Selected text:
--- begin ---

As more shooters are building their own ARs from rough-machined receivers the ATF stands in to clarify what makes a gun a gun.

There are guns, and then there are ghost guns, at least based on the terminology coined by California Senator Kevin De Leon to describe unfinished lower receivers that could later be turned into functioning, firing ARs by competent gunsmiths. The issue as de Leon saw it was the fact that these guns could be built without being serialized, but so-called 80 percent rules place gunsmiths in a tough spot. For gun owners and smiths it was a simple matter of buying unfinished receivers that were to be machined later and built into custom rifles just as the actions of high-end bolt action rifled are oftentimes sent out in the white for later machining. But for de Leon and his counterparts the 80 percent lower receiver was viewed as a danger to society. In an effort to regulate and control receiver sales legislation was passed that worked to redefine what guns really are.

--- end ---

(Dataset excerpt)

--- begin ---

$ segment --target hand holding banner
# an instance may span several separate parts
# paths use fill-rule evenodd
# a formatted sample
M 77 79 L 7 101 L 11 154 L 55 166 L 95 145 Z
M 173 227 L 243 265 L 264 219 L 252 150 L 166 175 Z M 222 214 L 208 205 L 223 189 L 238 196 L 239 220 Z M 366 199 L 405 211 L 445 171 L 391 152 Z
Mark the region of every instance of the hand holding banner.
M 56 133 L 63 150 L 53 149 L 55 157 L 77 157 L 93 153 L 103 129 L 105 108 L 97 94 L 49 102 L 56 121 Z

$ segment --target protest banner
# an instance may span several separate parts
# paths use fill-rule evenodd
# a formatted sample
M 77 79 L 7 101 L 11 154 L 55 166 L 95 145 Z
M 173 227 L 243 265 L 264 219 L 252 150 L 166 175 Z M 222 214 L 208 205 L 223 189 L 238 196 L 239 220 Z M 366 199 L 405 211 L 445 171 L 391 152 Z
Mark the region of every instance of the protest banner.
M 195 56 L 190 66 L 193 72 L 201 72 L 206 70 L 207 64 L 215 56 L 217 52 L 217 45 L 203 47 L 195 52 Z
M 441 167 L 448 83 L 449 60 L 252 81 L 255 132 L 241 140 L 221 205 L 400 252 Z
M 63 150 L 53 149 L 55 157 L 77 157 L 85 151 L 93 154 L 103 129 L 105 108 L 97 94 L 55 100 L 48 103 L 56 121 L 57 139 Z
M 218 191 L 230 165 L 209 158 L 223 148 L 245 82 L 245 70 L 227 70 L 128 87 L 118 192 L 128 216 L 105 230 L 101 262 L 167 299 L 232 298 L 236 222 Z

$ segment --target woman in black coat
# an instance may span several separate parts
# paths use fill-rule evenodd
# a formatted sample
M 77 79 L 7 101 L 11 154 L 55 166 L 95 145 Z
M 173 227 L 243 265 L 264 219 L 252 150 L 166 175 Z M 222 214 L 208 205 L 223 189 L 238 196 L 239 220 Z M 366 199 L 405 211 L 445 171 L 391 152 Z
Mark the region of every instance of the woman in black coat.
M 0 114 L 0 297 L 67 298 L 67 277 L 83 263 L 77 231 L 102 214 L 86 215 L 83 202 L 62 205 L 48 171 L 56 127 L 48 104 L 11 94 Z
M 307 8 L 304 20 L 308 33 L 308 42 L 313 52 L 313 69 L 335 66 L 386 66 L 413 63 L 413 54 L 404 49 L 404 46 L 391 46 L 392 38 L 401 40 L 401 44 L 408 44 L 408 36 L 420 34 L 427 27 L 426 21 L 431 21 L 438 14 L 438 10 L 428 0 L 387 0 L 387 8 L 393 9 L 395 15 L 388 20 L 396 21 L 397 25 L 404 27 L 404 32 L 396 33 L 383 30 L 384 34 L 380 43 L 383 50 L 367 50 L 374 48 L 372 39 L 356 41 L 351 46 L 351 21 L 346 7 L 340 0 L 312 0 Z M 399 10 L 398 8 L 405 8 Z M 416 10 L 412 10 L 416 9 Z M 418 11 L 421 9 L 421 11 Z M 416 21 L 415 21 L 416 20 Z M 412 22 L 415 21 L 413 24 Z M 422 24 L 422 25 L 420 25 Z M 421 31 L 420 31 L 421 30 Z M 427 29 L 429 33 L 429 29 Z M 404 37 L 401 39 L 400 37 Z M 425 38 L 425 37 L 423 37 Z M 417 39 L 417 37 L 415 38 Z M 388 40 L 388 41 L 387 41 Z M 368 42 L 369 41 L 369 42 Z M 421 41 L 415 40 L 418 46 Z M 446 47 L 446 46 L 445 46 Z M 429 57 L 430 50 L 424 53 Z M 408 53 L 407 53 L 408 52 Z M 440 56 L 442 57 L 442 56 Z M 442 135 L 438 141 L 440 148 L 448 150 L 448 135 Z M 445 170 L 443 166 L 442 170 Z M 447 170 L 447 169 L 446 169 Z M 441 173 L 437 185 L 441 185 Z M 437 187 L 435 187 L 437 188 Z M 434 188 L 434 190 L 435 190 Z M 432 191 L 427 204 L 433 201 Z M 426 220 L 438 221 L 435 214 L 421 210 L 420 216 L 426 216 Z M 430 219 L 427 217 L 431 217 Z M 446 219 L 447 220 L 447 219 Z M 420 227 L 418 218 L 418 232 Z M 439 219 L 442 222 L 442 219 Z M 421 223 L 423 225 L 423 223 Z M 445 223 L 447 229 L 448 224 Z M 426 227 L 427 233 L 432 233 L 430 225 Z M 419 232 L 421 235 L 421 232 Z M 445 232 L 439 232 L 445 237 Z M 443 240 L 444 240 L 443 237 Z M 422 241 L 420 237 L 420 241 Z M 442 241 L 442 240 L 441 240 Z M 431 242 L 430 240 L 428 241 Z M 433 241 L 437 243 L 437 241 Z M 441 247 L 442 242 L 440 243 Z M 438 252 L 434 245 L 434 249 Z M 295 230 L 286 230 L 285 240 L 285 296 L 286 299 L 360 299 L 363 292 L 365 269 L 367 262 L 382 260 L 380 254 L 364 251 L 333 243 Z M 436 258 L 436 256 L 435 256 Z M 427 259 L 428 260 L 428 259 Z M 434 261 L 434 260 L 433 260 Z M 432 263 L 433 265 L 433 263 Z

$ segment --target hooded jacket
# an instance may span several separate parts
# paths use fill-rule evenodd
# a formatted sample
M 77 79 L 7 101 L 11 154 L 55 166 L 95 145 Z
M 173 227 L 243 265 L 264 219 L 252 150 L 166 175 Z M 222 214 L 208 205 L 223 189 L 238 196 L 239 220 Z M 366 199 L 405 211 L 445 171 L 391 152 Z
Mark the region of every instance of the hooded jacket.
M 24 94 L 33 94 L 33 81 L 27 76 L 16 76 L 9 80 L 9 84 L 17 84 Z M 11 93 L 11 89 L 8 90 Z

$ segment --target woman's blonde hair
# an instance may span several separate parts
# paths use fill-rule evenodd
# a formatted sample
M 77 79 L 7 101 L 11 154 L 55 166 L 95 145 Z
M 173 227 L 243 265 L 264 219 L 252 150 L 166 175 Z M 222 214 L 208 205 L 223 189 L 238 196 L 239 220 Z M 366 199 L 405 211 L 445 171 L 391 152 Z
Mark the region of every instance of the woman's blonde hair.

--- end ---

Direction: Copy everything in the article about unfinished receivers from "There are guns, and" down to "guns really are.", renaming "ghost guns" as "untraceable guns". Work only from the article about unfinished receivers.

Answer to the exercise:
There are guns, and then there are untraceable guns, at least based on the terminology coined by California Senator Kevin De Leon to describe unfinished lower receivers that could later be turned into functioning, firing ARs by competent gunsmiths. The issue as de Leon saw it was the fact that these guns could be built without being serialized, but so-called 80 percent rules place gunsmiths in a tough spot. For gun owners and smiths it was a simple matter of buying unfinished receivers that were to be machined later and built into custom rifles just as the actions of high-end bolt action rifled are oftentimes sent out in the white for later machining. But for de Leon and his counterparts the 80 percent lower receiver was viewed as a danger to society. In an effort to regulate and control receiver sales legislation was passed that worked to redefine what guns really are.